ASSIGNED TASK:
Look through the data below for the line with "Label a point on each instance of the flower" and the line with "Label a point on each instance of the fence", then output those two and all lines in between, exactly as written.

MATERIAL SHOWN:
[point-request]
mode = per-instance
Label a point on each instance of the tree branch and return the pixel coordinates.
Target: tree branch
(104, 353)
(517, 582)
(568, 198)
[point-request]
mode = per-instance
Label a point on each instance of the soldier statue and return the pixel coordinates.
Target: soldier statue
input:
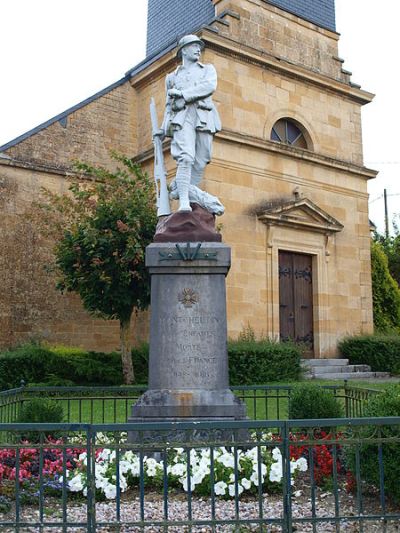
(191, 120)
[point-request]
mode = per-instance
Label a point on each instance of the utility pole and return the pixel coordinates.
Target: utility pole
(386, 214)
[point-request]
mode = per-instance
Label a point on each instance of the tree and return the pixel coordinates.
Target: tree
(391, 247)
(385, 292)
(102, 228)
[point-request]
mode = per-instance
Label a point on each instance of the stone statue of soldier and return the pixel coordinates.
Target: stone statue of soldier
(192, 120)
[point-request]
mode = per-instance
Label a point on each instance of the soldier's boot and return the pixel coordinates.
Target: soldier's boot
(182, 183)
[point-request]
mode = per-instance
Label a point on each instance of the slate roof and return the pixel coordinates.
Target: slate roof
(163, 33)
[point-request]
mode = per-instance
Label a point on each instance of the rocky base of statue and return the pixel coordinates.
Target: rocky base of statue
(186, 405)
(197, 225)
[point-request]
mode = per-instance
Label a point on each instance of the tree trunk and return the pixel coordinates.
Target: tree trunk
(126, 357)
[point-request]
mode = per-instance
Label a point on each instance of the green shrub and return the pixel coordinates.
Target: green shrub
(65, 366)
(258, 362)
(380, 352)
(387, 403)
(312, 401)
(39, 410)
(385, 292)
(31, 363)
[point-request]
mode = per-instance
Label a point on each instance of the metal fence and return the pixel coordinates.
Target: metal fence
(113, 404)
(304, 475)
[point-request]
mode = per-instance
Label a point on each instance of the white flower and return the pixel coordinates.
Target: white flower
(185, 483)
(124, 466)
(83, 458)
(110, 491)
(227, 460)
(179, 451)
(275, 474)
(276, 454)
(231, 490)
(220, 488)
(177, 470)
(246, 483)
(76, 483)
(252, 454)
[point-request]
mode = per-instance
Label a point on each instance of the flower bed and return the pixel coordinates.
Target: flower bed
(232, 472)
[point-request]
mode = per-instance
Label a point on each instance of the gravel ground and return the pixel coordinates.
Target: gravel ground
(201, 510)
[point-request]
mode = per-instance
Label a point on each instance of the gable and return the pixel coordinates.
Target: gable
(300, 214)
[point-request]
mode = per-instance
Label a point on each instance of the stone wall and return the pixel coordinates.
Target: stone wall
(271, 65)
(87, 133)
(30, 307)
(275, 32)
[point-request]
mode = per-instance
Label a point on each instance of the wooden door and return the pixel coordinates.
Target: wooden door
(296, 299)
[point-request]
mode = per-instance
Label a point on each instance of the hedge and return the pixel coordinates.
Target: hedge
(385, 404)
(250, 362)
(260, 362)
(58, 366)
(380, 352)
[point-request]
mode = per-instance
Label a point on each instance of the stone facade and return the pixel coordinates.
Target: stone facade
(271, 65)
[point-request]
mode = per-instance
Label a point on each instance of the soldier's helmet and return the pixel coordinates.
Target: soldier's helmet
(188, 39)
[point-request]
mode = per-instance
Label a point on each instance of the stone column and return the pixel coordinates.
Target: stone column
(188, 367)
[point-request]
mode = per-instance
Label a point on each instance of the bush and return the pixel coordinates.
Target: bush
(254, 362)
(380, 352)
(387, 403)
(36, 411)
(65, 366)
(385, 292)
(312, 401)
(31, 363)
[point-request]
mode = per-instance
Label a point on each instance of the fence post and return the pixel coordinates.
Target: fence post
(90, 472)
(287, 497)
(346, 400)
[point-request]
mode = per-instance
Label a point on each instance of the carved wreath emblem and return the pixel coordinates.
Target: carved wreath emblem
(188, 297)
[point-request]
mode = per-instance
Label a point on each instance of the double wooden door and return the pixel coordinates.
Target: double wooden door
(296, 299)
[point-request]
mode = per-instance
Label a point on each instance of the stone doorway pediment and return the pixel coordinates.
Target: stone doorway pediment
(301, 214)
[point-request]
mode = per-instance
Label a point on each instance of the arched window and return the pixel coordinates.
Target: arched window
(287, 131)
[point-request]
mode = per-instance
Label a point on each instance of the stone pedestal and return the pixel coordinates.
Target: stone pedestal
(188, 367)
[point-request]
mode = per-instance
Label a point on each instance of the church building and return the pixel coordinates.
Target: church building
(287, 165)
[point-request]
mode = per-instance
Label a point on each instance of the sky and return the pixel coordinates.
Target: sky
(56, 53)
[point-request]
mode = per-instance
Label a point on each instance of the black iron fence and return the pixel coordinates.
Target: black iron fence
(278, 475)
(100, 405)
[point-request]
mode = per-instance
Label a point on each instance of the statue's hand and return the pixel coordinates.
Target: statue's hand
(159, 133)
(175, 93)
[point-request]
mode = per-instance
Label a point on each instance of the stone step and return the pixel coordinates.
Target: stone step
(348, 375)
(340, 368)
(323, 362)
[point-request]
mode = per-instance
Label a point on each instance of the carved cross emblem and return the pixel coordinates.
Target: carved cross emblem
(188, 297)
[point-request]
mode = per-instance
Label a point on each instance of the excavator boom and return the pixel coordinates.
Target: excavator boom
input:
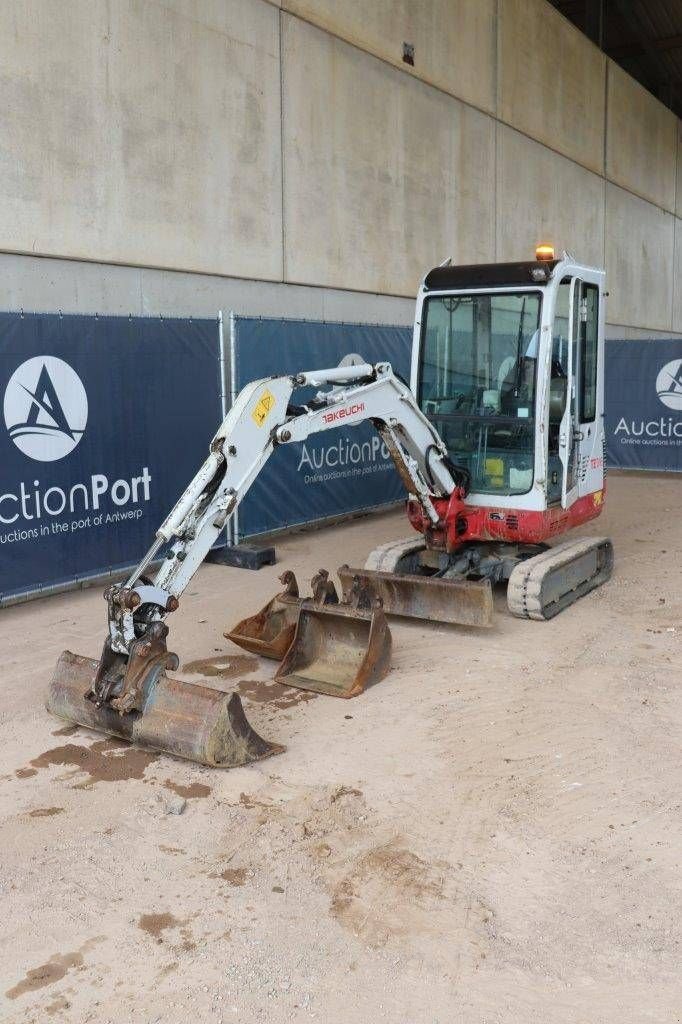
(335, 648)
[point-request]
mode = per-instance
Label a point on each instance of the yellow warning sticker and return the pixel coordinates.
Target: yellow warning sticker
(263, 407)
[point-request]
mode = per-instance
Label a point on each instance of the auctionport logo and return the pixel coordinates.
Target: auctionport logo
(669, 385)
(45, 409)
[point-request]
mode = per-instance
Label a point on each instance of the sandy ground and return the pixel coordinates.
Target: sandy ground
(489, 835)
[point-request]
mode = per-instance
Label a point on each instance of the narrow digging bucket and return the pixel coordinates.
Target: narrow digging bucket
(337, 650)
(179, 718)
(462, 602)
(270, 631)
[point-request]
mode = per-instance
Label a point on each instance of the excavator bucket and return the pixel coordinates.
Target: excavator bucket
(463, 602)
(270, 631)
(171, 716)
(338, 649)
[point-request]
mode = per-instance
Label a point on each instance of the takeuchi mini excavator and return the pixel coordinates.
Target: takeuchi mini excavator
(500, 443)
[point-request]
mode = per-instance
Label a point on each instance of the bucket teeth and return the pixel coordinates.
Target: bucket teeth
(338, 648)
(270, 631)
(465, 602)
(174, 717)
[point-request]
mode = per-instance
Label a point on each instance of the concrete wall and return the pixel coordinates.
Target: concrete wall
(377, 186)
(281, 158)
(142, 132)
(543, 196)
(551, 81)
(641, 140)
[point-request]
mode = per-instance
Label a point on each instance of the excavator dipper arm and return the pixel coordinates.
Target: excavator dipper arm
(260, 420)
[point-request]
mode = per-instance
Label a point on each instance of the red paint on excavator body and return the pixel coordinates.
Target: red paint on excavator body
(461, 523)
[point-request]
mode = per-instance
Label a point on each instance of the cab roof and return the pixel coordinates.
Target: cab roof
(444, 279)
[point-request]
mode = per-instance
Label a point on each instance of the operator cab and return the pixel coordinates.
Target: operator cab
(497, 347)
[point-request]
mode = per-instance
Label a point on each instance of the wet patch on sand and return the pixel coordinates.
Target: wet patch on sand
(388, 892)
(57, 1006)
(274, 694)
(156, 924)
(66, 730)
(196, 791)
(225, 667)
(105, 761)
(45, 812)
(235, 876)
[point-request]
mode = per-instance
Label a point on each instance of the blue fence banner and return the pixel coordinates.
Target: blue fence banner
(643, 404)
(105, 420)
(333, 472)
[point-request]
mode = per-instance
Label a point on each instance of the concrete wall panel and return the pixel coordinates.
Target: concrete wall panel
(677, 278)
(641, 140)
(545, 197)
(142, 132)
(454, 40)
(639, 261)
(678, 190)
(384, 176)
(551, 81)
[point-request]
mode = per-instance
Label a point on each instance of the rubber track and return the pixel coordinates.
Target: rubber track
(524, 591)
(386, 557)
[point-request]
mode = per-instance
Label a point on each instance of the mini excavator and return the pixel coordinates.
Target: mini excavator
(500, 443)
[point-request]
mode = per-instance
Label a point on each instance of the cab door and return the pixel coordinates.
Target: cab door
(568, 431)
(581, 436)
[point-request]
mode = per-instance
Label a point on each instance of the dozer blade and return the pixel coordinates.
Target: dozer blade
(270, 631)
(175, 717)
(338, 649)
(463, 602)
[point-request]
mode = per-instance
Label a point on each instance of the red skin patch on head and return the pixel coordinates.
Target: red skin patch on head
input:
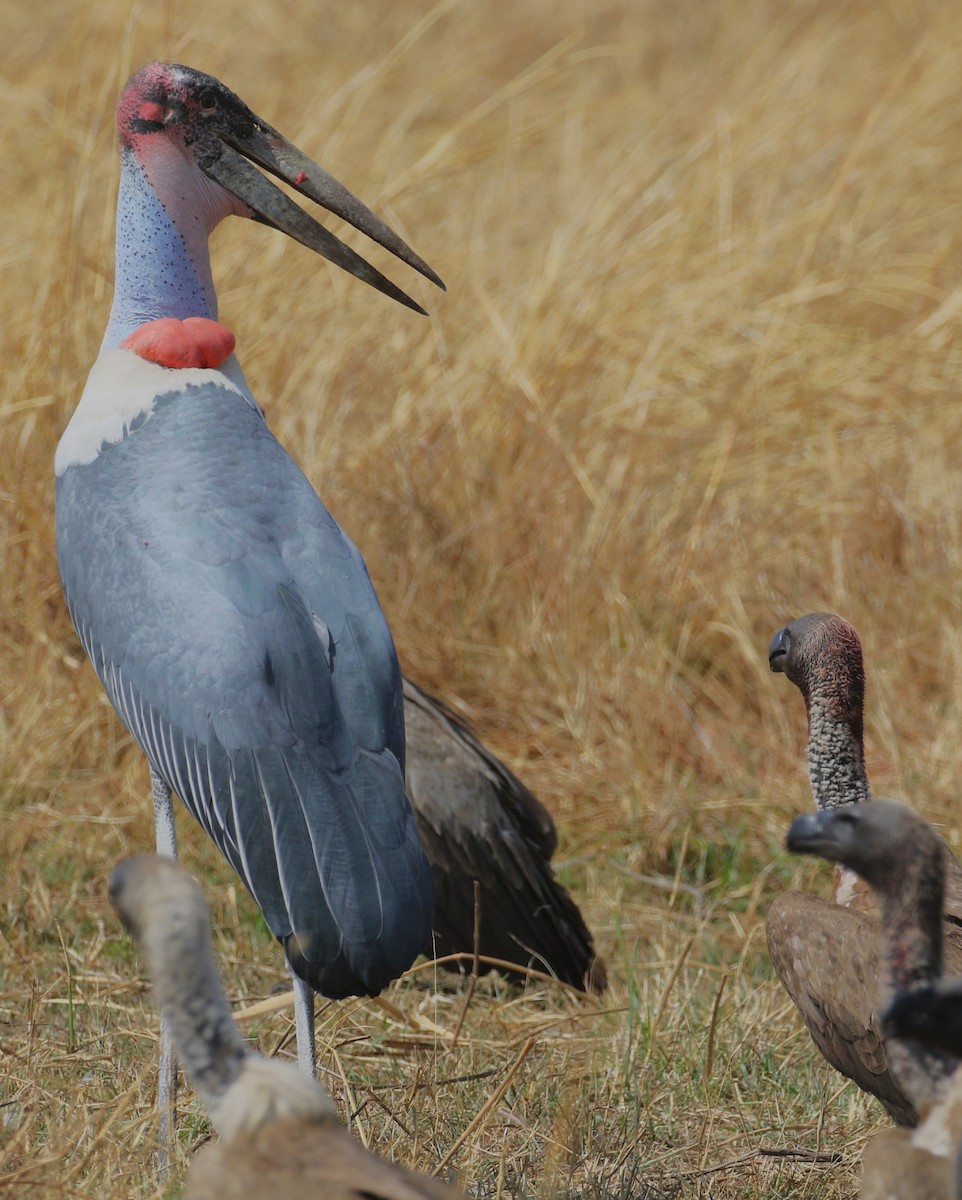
(169, 342)
(151, 112)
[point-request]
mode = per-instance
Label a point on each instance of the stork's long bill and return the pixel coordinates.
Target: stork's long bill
(169, 105)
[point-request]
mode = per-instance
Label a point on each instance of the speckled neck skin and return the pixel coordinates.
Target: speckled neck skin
(836, 759)
(822, 657)
(187, 989)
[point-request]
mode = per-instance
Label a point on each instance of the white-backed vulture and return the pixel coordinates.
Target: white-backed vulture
(822, 655)
(280, 1135)
(903, 861)
(478, 821)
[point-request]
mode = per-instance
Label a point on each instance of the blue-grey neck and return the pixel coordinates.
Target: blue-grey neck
(157, 273)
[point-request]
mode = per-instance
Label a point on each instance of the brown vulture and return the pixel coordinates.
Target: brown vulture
(829, 954)
(280, 1134)
(903, 861)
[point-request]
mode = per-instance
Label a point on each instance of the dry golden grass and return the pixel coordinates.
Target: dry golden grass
(697, 372)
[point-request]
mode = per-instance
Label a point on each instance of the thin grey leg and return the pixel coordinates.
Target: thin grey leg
(304, 1026)
(167, 1078)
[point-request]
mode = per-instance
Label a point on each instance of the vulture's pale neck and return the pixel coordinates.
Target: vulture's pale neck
(188, 993)
(836, 757)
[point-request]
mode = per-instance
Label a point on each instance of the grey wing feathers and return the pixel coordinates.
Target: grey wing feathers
(235, 629)
(478, 821)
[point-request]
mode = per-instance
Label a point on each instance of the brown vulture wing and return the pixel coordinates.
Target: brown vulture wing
(829, 960)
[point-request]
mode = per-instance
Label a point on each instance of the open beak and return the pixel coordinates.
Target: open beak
(226, 160)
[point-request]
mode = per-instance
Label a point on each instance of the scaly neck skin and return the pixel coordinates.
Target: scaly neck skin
(190, 995)
(836, 760)
(167, 209)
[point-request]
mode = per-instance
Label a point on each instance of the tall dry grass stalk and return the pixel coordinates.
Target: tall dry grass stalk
(696, 373)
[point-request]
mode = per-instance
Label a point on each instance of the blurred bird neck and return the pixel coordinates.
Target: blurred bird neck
(836, 760)
(188, 993)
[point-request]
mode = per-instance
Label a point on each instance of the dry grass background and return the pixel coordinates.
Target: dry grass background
(697, 372)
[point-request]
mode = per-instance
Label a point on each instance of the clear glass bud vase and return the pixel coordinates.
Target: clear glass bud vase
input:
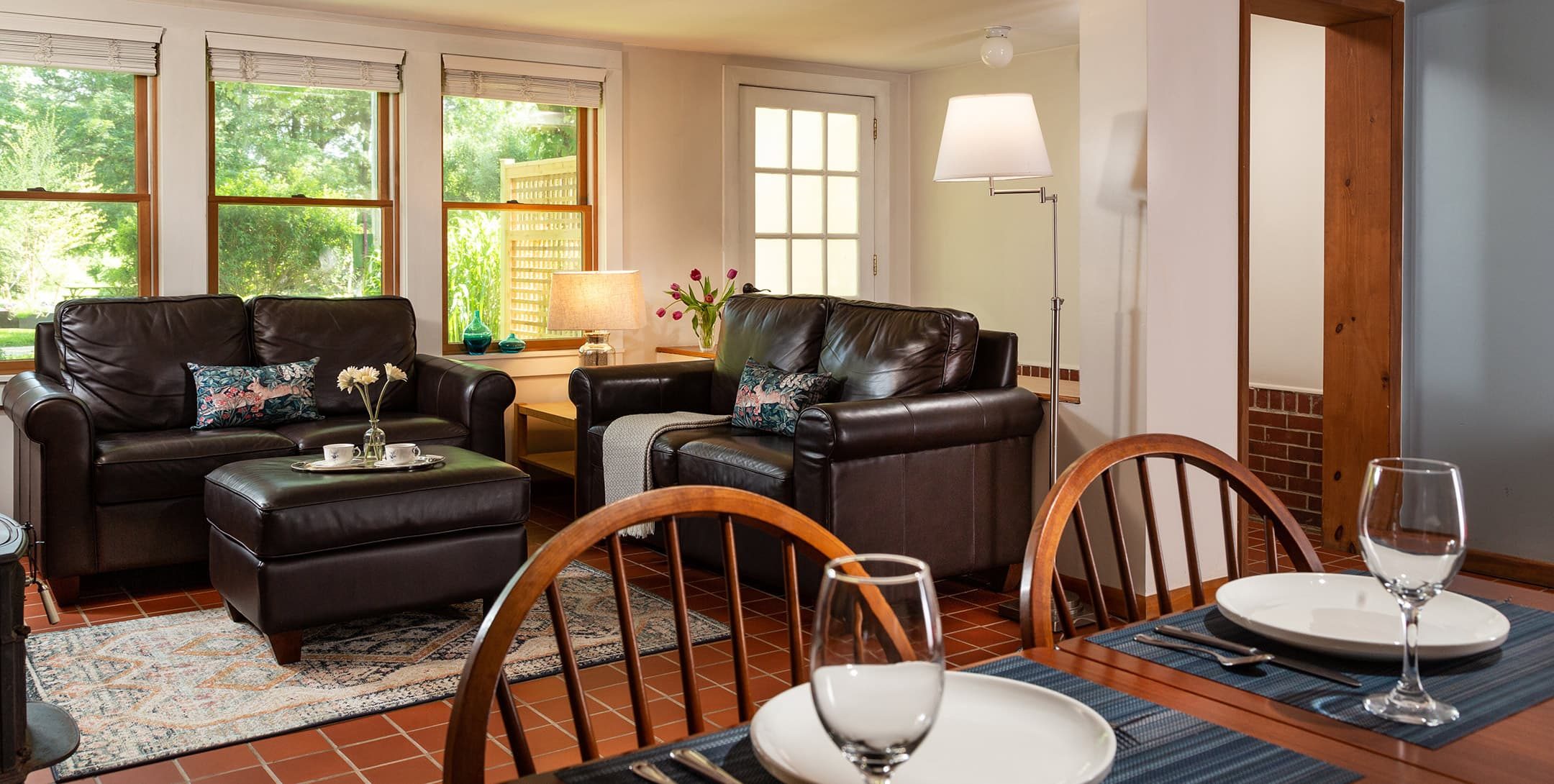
(372, 443)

REPLY:
Label a point on each instance of the flower bed and return the pixel coordinates.
Target: flower bed
(232, 472)
[point-request]
mode = per-instance
Label a point on each instance of the gravel ground and return the pixel coordinates.
Target: gravel ground
(201, 510)
[point-request]
mode = per-instance
Label a point on each instance of the gable and return the pixel coordinates.
Target: gable
(300, 214)
[point-request]
mode = per-instance
Label a point on each instance of the stone wall and return the pixel coordinates.
Target: stone wall
(271, 65)
(87, 133)
(30, 307)
(275, 32)
[point-request]
mode = per-instance
Label a point on each instance of the wooden door and return the pixel coordinates.
Target: wooden door
(296, 299)
[point-request]
mode = per-instance
Label a point on each instance of the hedge and return the pixel coordinates.
Target: hedge
(385, 404)
(250, 362)
(260, 362)
(58, 366)
(380, 352)
[point-request]
mode = per-instance
Label a point on each instance of the stone facade and return the pixel coordinates.
Target: stone facade
(271, 65)
[point-request]
mode = per-instance
Label a point on each instance of the soldier's helmet and return the pixel coordinates.
Target: soldier's helmet
(188, 39)
[point-request]
mode = per-instance
Label a point on each instance of the stone column and return the pixel coordinates.
Target: stone column
(188, 367)
[point-request]
mode = per-instance
Label a point on each instance of the bush and return the pixel coordinates.
Target: bush
(254, 362)
(380, 352)
(387, 403)
(36, 411)
(65, 366)
(385, 292)
(312, 401)
(31, 363)
[point-request]
mode = per-instance
Label a point on each instance of the fence post and return the pixel coordinates.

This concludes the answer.